··· Document section

Bread. Cheese. Flamboyant clothing. Philosophy. Vineyards. Wine. The Citroën DS. If it sounds like I’m describing the average Boursin advert, you’d be forgiven for thinking so. After all, everything I’ve listed above is stereotypically French, and the combination of them all as per the photographs is one of the most comprehensive suggestions of Francophilia it’s possible to make, yes?
Mais non. Because I’m in the English Midlands, not the Ardennes. And the car I’m driving was made in Berkshire. This scene is therefore as English as fish and chips on Whitby seafront, while a beefeater waving a St George Flag whistles God Save The Queen.
57EKX is a Slough-built Citroën ID19 – markedly different inside and out from the equivalent car produced in Paris. A redesigned front number plate plinth, Citroën badge to the bonnet, conventional parking brake and Lucas rear lights were obvious changes, but it was to the lower-spec ID model that Citroën made the greatest changes. In France, this was a pared-down DS, but in Britain its pricing put it alongside Humbers and Rovers and thus the trim had to reflect that.

······

§ **Request A**:
Rewrite the stretch of the listing below from the line containing "of the green" through the end of the listing, keeping every line including the labeling guidelines, but with 86 added to each number in the keypoint coordinates.

··· The records

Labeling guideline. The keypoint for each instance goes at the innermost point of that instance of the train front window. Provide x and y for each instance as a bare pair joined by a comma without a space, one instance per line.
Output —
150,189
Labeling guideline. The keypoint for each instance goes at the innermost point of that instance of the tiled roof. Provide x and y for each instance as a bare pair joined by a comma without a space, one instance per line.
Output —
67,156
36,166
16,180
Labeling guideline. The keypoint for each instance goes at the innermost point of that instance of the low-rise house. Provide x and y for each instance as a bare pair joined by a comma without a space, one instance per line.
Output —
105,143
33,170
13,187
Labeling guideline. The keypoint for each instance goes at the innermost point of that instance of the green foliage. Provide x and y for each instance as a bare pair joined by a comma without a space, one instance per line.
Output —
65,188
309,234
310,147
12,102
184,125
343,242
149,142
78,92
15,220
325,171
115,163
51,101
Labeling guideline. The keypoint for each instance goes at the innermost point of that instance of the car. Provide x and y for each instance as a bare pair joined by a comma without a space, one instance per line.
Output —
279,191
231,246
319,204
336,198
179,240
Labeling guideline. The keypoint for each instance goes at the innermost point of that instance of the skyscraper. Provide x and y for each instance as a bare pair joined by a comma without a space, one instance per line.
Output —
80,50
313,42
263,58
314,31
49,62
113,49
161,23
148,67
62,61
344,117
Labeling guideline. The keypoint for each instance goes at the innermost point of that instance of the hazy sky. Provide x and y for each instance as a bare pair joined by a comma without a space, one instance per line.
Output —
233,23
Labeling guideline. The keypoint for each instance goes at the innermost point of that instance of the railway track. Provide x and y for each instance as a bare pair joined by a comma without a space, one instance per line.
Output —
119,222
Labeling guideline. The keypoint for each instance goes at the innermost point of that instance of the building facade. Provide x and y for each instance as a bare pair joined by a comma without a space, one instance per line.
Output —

······

§ **Request B**:
In the article on the English-built Citroën, condense the paragraph beginning "57EKX is a Slough-built Citroën ID19" into a short bulleted list that keeps its main facts.

§ **Correct response A**:
Labeling guideline. The keypoint for each instance goes at the innermost point of that instance of the green foliage. Provide x and y for each instance as a bare pair joined by a comma without a space, one instance per line.
Output —
151,274
395,320
396,233
98,188
270,211
429,328
235,228
164,178
101,306
411,257
201,249
137,187
Labeling guideline. The keypoint for each instance goes at the innermost point of that instance of the car. Provide x and y for each instance as a bare pair joined by a comma without a space, one instance per line.
Output —
365,277
317,332
405,290
422,284
265,326
Labeling guideline. The keypoint for each instance goes at the innermost point of that instance of the skyscraper. Provide x and y for each instance as a bare pair joined by a comma without a space, one instance per line.
Output —
166,136
399,128
349,144
400,117
135,148
199,135
247,109
234,153
148,147
430,203
Labeling guideline. The keypoint for each instance goes at the innermost point of that instance of the hazy sky. Provide x and y for each instance as a bare pair joined by a comma without a space, one instance per line.
Output —
319,109
Labeling guideline. The keypoint for each instance goes at the innermost point of that instance of the railway track. Provide x and y for each instance as a bare pair joined by a comma without a space, one instance per line.
Output —
205,308
Labeling guideline. The keypoint for each instance goes at the innermost point of that instance of the building facade. Provide x and y for each instance as a bare pair joined by a comma without a space, one instance per line.
Output —

§ **Correct response B**:
- 57EKX is a Citroën ID19 built in Slough, markedly different inside and out from the equivalent Paris-built car.
- Obvious changes: a redesigned front number plate plinth, a Citroën badge on the bonnet, a conventional parking brake and Lucas rear lights.
- The greatest changes went to the lower-spec ID model. In France it was a pared-down DS, but in Britain its pricing put it alongside Humbers and Rovers, so its trim had to match.